_EXTRAIT_

- - -

Méthodes d'irrigation traditionnelles en Iran

Les méthodes traditionnelles d'irrigation persanes (abyari en persan) ont joué un rôle important dans la civilisation et l'histoire perse du fait de l'aridité du territoire de l'Iran. En effet, seul le littoral de la mer Caspienne n'est pas classifié comme aride ou semi-aride et seuls le Khorasan, l'Azerbaïdjan et le Kurdistan pratiquent une agriculture non irriguée. L'irrigation a donc toujours joué un rôle important non seulement pour développer les productions agricoles, mais aussi, pour faciliter l'installation de foyers de populations plus vastes.

Qanat faisant surface dans le jardin de Fin. Ce qanat tire son eau d'une source qu'on croit être vieille de plusieurs milliers d'années, appelée « source de Salomon » (Cheshmeh-ye Soleiman en persan) et qui alimentait déjà Tepe Sialk.

- - -

_ENSEMBLE DE TÂCHES_
A. D'après l'extrait sur l'irrigation en Iran, quelles régions pratiquent une agriculture non irriguée ?
B. Recopiez tout le passage de l'extrait sur l'irrigation en Iran, depuis « Qanat faisant surface » jusqu'à « déjà Tepe Sialk. ».
Les lignes n'interviennent en rien ici.

_LIGNES FOURNIES_
- - -

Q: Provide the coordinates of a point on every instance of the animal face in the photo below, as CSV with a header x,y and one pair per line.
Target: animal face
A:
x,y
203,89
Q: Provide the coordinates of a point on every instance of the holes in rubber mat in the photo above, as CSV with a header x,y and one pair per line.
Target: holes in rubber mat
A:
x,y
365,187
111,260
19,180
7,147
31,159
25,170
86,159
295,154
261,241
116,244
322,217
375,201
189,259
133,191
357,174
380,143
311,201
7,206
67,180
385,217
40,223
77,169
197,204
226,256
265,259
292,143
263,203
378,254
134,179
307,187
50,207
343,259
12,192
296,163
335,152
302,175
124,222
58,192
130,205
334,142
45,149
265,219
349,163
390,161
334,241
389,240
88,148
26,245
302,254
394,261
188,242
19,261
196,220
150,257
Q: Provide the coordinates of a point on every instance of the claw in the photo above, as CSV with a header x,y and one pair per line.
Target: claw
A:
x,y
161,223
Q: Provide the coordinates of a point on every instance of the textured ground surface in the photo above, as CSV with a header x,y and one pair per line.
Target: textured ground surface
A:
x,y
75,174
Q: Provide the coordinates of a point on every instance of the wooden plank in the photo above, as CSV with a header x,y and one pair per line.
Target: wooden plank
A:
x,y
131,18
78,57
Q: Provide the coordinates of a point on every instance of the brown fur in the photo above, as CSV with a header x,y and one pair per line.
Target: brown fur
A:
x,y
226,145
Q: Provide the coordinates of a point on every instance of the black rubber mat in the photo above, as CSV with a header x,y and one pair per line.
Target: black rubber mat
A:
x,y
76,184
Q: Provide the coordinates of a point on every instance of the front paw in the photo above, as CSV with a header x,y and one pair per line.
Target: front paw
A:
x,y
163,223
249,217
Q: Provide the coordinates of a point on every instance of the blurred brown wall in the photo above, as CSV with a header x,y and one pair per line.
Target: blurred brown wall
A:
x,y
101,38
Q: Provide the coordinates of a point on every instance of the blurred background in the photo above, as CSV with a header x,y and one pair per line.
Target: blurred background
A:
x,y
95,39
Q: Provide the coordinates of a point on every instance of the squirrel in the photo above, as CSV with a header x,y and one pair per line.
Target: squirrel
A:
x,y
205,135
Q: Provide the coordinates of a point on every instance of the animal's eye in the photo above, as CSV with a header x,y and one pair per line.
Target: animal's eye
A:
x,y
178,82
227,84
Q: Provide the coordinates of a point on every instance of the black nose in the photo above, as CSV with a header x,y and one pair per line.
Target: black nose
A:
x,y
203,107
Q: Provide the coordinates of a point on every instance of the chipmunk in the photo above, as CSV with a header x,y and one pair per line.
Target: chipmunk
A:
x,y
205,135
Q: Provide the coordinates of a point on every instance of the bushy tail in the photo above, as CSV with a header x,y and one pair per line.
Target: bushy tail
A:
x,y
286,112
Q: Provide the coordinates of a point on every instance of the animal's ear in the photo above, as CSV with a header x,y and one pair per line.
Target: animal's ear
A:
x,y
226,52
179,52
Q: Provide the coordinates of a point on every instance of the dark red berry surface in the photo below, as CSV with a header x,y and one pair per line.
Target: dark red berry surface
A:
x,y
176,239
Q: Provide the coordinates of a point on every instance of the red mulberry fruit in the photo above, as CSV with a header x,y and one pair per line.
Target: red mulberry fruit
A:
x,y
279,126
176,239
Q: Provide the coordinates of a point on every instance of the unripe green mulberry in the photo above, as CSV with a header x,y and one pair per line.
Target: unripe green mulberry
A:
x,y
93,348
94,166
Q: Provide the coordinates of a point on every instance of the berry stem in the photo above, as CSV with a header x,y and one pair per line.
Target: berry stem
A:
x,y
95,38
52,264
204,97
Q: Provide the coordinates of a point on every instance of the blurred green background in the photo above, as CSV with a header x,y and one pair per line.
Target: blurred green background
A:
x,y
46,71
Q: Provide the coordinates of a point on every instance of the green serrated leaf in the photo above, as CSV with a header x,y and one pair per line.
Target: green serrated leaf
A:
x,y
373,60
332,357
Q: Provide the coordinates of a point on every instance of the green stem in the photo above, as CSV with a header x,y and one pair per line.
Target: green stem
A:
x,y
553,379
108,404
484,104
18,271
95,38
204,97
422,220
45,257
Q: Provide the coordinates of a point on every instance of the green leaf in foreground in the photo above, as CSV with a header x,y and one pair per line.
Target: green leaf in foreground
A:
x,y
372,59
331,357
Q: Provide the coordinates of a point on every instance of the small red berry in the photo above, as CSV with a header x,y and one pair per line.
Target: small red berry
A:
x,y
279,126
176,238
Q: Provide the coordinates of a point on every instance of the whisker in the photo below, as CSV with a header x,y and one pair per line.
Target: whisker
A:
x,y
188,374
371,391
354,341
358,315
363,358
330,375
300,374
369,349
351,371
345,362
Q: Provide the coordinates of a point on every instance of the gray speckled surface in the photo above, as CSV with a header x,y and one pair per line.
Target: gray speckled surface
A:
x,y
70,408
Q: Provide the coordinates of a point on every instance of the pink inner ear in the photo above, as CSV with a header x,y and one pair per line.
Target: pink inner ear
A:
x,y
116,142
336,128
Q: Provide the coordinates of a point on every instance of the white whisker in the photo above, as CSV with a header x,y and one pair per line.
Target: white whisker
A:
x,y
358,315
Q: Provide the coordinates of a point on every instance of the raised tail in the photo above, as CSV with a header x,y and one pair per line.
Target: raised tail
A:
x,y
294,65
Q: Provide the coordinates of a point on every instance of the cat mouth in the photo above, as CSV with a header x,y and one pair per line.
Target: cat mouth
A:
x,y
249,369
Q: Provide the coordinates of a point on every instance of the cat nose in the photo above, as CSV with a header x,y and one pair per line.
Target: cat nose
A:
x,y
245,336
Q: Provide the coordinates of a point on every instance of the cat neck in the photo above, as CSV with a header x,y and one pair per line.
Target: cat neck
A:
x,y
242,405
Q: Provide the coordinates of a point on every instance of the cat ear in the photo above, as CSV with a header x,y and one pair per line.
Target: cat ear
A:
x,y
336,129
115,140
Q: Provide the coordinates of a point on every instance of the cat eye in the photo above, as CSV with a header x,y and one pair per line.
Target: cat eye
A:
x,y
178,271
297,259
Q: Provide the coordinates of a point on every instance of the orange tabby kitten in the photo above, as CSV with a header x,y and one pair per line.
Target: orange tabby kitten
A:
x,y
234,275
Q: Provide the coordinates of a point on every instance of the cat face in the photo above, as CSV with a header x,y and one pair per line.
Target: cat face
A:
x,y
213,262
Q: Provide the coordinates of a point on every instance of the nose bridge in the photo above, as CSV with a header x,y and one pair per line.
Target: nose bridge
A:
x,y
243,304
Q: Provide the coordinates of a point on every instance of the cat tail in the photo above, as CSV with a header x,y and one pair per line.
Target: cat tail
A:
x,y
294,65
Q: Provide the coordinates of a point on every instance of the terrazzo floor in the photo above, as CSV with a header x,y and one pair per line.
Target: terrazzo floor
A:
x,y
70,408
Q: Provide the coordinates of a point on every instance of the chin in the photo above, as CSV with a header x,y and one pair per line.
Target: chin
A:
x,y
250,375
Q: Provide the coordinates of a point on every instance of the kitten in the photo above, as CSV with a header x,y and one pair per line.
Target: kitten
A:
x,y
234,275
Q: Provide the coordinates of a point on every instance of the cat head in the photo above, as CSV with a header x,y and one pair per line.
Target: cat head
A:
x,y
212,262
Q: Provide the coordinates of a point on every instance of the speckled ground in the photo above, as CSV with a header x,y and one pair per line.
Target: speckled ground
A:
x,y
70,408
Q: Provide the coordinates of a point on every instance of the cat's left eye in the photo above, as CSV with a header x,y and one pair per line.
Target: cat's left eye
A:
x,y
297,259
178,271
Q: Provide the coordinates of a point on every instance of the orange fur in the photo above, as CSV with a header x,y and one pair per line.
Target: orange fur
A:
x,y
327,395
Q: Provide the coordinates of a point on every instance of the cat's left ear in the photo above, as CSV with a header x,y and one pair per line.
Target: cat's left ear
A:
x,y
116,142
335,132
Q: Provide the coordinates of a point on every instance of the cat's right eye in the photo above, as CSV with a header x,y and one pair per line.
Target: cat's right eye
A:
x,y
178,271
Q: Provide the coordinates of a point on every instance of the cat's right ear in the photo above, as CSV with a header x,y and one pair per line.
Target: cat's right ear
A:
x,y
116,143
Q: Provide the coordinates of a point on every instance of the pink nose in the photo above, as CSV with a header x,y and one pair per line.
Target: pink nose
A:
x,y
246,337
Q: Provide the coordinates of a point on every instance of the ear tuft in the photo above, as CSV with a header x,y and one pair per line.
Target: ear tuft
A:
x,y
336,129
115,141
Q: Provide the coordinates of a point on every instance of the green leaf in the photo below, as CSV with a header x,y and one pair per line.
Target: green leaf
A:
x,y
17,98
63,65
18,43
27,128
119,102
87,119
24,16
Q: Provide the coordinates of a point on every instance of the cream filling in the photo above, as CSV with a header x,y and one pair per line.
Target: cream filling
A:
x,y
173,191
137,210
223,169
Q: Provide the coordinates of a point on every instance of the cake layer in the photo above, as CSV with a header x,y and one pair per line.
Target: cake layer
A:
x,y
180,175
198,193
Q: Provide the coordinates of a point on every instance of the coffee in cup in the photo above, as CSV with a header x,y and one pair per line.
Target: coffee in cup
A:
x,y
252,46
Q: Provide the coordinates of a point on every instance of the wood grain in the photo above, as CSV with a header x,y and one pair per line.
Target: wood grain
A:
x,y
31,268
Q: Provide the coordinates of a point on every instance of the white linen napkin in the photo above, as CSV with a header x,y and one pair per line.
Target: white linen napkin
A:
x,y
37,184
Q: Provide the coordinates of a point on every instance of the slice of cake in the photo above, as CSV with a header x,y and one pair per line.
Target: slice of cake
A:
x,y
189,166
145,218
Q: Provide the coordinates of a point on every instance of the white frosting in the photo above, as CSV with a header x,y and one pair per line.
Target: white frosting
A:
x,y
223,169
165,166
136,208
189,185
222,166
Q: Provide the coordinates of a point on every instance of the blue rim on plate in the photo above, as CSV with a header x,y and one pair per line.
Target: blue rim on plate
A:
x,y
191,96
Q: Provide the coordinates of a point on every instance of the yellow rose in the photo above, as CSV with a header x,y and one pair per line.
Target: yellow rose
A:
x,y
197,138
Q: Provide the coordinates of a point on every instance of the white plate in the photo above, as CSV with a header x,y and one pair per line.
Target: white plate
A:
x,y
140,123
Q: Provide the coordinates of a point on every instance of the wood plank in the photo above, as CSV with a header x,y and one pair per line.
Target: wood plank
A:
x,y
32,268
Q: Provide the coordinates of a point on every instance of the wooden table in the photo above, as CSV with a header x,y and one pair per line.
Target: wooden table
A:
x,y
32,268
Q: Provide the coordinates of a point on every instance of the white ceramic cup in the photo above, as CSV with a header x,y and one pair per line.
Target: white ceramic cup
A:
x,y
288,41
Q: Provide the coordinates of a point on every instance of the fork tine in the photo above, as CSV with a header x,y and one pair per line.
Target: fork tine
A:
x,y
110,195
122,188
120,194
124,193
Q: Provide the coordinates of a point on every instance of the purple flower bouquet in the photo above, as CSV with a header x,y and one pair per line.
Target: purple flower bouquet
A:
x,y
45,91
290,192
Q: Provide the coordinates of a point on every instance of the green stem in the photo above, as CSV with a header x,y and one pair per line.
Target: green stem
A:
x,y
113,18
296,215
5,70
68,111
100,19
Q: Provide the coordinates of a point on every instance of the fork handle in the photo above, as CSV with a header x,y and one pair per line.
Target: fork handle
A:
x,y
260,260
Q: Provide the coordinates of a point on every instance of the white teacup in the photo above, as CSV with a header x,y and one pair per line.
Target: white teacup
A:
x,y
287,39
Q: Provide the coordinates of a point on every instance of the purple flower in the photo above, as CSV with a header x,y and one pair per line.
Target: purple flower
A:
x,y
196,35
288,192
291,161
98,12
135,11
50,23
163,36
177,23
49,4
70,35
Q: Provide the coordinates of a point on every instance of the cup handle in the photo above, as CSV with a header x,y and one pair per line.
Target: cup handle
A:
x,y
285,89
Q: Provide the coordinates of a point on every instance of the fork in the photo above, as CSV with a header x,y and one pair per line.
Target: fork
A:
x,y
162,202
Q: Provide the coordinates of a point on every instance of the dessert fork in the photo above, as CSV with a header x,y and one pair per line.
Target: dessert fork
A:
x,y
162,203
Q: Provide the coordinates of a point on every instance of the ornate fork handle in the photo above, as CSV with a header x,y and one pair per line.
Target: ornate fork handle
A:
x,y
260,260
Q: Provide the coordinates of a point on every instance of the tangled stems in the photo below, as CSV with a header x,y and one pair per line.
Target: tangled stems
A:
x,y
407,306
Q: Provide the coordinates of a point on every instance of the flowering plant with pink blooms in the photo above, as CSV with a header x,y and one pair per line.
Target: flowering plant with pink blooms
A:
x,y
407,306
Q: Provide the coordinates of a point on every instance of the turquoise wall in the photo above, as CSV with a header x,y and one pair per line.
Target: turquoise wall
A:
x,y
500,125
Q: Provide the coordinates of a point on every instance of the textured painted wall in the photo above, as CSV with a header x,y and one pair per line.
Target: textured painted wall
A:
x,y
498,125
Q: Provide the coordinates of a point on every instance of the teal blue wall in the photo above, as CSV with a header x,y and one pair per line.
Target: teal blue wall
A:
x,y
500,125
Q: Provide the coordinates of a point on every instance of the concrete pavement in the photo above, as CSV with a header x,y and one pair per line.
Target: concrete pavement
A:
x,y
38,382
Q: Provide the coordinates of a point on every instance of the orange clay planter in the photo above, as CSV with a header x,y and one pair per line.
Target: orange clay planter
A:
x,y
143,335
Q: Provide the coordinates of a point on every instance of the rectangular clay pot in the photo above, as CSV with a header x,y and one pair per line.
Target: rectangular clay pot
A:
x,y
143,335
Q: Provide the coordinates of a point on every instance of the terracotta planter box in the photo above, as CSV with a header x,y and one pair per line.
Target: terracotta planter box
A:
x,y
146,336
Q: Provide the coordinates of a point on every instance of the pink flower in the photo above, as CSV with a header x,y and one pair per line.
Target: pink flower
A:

- - -

_RÉPONSES PAR TÂCHE_
A. Le Khorasan, l'Azerbaïdjan et le Kurdistan.

B.
Qanat faisant surface dans le jardin de Fin. Ce qanat tire son eau d'une source qu'on croit être vieille de plusieurs milliers d'années, appelée « source de Salomon » (Cheshmeh-ye Soleiman en persan) et qui alimentait déjà Tepe Sialk.